### What the exercise asks:
List every line in the listing below that contains the string "blue". Only count a match when its capitalization is the same.

### Material for the task:
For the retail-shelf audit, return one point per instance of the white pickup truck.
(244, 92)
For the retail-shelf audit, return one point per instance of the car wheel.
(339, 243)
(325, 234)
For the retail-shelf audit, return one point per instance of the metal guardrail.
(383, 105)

* * *

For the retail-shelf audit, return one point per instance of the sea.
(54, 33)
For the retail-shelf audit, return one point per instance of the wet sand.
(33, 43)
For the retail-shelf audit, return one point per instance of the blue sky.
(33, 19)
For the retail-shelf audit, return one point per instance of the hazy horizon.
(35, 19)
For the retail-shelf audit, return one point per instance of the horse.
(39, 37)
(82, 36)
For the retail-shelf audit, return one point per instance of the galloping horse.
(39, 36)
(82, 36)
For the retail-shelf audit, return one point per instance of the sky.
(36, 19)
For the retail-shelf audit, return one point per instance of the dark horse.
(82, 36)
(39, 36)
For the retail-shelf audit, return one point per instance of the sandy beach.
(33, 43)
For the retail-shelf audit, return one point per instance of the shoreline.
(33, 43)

---

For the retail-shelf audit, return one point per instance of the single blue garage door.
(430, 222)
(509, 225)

### Response to this exercise:
For the retail-shelf audit, return one point per instance of the blue sky.
For the retail-shelf audit, return one point per instance of the single blue garage door.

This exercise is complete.